§ **EXTRACTED DATA**:
......
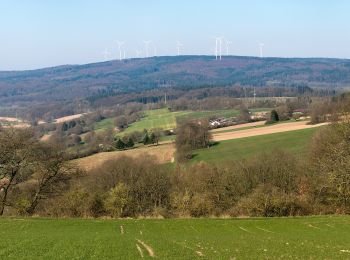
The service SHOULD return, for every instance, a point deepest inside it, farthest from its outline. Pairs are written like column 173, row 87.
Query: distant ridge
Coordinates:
column 69, row 82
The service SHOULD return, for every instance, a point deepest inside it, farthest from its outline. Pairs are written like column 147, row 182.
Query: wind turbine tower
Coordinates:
column 120, row 44
column 218, row 47
column 105, row 54
column 178, row 46
column 147, row 43
column 261, row 46
column 228, row 43
column 138, row 53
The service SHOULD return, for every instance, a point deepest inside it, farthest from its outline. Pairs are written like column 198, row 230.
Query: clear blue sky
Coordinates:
column 40, row 33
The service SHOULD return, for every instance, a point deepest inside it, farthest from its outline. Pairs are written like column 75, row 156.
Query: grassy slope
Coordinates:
column 163, row 118
column 293, row 141
column 272, row 238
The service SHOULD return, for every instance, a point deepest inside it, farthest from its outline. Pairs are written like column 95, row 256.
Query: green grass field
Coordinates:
column 295, row 142
column 323, row 237
column 163, row 118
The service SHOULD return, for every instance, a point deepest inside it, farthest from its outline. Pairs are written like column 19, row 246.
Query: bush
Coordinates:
column 117, row 200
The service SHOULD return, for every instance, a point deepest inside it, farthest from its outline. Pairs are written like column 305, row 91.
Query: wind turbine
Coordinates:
column 218, row 44
column 228, row 43
column 178, row 46
column 154, row 50
column 105, row 54
column 261, row 46
column 138, row 53
column 120, row 44
column 147, row 43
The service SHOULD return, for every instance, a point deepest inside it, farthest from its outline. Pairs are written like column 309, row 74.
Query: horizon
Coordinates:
column 35, row 35
column 171, row 56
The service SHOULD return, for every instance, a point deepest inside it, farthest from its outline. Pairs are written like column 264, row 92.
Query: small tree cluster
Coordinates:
column 191, row 135
column 124, row 143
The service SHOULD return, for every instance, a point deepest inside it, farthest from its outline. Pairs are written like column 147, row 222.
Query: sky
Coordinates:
column 42, row 33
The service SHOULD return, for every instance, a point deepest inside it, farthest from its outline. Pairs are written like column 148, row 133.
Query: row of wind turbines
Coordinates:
column 149, row 46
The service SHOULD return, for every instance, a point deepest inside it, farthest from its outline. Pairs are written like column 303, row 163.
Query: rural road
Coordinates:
column 277, row 128
column 238, row 126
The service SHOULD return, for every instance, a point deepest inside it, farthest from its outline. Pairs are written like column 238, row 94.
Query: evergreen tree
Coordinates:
column 274, row 116
column 130, row 143
column 146, row 139
column 120, row 144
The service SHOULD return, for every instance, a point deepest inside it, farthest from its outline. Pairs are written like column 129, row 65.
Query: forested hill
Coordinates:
column 112, row 77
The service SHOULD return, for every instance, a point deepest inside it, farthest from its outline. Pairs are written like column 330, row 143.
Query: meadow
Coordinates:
column 321, row 237
column 295, row 142
column 164, row 119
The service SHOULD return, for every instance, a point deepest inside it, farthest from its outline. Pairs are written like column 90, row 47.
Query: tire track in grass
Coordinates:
column 139, row 249
column 199, row 253
column 266, row 230
column 148, row 248
column 246, row 230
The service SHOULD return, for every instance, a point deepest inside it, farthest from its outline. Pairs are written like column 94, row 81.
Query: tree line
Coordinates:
column 38, row 179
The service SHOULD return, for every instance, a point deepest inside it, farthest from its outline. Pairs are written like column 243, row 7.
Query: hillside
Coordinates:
column 321, row 237
column 133, row 75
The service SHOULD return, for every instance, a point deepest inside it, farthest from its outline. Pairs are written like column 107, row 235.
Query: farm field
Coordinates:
column 163, row 153
column 293, row 141
column 263, row 130
column 321, row 237
column 163, row 118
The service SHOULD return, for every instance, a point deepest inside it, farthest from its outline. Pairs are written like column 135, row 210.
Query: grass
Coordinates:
column 163, row 118
column 295, row 142
column 104, row 124
column 322, row 237
column 159, row 118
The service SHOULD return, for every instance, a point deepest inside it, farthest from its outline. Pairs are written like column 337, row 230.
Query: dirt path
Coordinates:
column 68, row 118
column 278, row 128
column 163, row 153
column 239, row 126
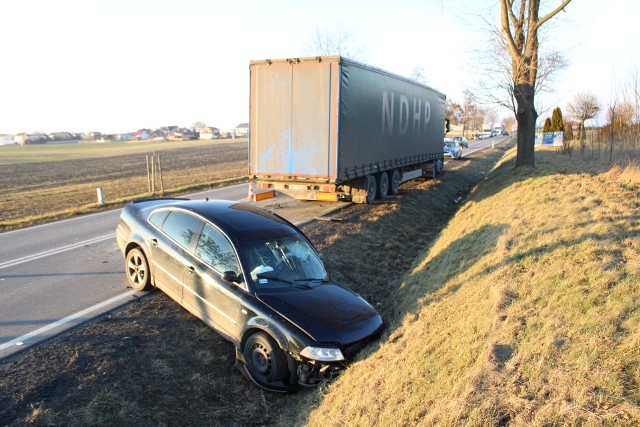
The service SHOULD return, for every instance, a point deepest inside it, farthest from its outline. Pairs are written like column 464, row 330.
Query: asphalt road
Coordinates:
column 58, row 275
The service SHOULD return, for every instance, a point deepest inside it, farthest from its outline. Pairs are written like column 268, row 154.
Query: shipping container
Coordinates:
column 328, row 128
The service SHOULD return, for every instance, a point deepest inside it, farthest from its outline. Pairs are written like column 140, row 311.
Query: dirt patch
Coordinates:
column 154, row 363
column 45, row 188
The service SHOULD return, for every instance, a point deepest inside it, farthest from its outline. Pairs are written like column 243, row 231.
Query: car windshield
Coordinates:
column 287, row 261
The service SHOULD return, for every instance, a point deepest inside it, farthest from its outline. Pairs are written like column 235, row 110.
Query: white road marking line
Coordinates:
column 67, row 319
column 55, row 251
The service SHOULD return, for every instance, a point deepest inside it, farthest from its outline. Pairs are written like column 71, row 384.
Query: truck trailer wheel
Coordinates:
column 383, row 185
column 372, row 187
column 394, row 184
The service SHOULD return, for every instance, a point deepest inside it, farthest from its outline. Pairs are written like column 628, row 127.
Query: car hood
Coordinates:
column 328, row 313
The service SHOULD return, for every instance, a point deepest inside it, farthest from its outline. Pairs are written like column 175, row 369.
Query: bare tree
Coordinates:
column 454, row 112
column 520, row 24
column 508, row 123
column 338, row 41
column 584, row 106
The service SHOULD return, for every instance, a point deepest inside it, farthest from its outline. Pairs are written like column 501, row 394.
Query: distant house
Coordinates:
column 94, row 136
column 62, row 136
column 209, row 133
column 142, row 135
column 242, row 130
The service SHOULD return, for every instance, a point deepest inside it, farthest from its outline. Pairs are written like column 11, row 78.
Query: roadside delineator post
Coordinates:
column 251, row 193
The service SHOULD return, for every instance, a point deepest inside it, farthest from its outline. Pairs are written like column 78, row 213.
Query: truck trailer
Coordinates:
column 329, row 128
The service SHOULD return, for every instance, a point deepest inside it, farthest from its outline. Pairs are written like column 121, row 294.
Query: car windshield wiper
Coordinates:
column 288, row 282
column 312, row 279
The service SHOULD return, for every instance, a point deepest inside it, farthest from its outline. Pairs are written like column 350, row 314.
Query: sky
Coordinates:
column 116, row 66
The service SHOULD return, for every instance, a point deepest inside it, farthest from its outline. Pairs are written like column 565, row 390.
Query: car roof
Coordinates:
column 242, row 221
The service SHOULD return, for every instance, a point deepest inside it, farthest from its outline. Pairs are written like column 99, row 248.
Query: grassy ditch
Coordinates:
column 524, row 311
column 42, row 183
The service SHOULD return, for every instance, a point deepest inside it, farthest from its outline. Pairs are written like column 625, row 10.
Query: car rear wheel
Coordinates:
column 137, row 269
column 264, row 359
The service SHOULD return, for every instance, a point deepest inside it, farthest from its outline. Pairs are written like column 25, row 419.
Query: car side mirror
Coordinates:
column 230, row 276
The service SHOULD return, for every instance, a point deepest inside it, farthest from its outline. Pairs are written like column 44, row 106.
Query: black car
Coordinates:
column 253, row 277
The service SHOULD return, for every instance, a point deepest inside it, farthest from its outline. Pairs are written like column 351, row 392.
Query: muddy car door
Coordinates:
column 218, row 302
column 170, row 251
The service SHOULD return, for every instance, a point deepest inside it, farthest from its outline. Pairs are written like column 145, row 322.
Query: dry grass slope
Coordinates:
column 525, row 310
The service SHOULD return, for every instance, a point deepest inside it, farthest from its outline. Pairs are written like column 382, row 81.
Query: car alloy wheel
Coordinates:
column 137, row 269
column 264, row 359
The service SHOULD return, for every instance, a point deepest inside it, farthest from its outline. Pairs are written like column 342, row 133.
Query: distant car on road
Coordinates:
column 452, row 149
column 253, row 277
column 462, row 141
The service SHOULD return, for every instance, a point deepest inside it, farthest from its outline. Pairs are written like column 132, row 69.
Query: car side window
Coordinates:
column 182, row 227
column 157, row 218
column 214, row 249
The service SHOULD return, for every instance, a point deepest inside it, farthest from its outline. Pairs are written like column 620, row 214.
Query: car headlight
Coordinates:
column 323, row 354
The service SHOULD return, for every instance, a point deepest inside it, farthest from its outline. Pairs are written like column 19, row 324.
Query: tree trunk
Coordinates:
column 526, row 118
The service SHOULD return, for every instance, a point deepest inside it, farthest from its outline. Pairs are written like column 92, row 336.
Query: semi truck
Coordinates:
column 329, row 128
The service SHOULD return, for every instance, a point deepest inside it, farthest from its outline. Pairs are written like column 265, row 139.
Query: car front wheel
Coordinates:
column 264, row 359
column 137, row 269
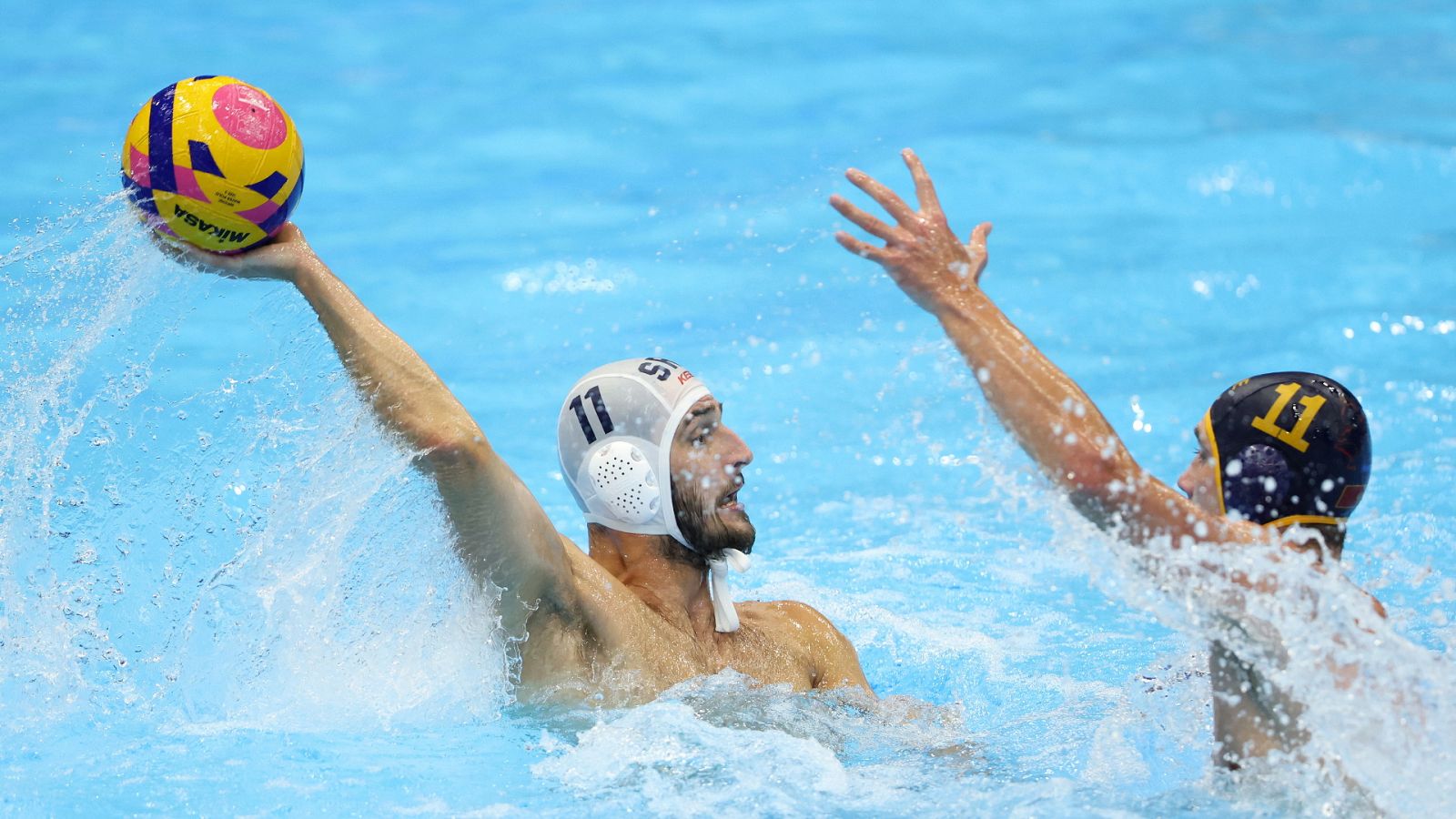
......
§ **WHAT YOU NEED TO DO**:
Pull out of the data above each line that includes the word "trailer" and copy it in full.

§ **SOLUTION BELOW**:
Query: truck trailer wheel
Query: truck trailer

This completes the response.